(Records from a point annotation dataset)
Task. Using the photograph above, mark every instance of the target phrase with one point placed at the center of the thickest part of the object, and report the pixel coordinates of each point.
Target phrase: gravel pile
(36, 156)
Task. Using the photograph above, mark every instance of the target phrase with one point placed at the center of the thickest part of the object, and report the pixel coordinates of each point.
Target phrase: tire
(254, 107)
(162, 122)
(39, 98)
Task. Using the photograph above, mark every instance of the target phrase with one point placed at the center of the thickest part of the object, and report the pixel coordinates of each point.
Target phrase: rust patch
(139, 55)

Exercise brief: Please write out all of the entries above word for word, keeping each line as it appears.

Solution below:
Task. Using the photograph above, mark every instance of the target phrase with one point placed at the center of the thickest part of the object, and report the pixel coordinates of each point.
Target phrase: gravel pile
(36, 156)
Task. Using the photograph above, mark every instance of the target phrase with one point placed at the center of the thickest part of the object, and report the pixel coordinates of each point.
Target phrase: tire
(254, 107)
(162, 122)
(39, 98)
Task. Using the photograph above, mark every instance of the target phrase with one point placed at the center of the thickest part of the object, and report the pixel coordinates of each point.
Target phrase: rust patch
(139, 55)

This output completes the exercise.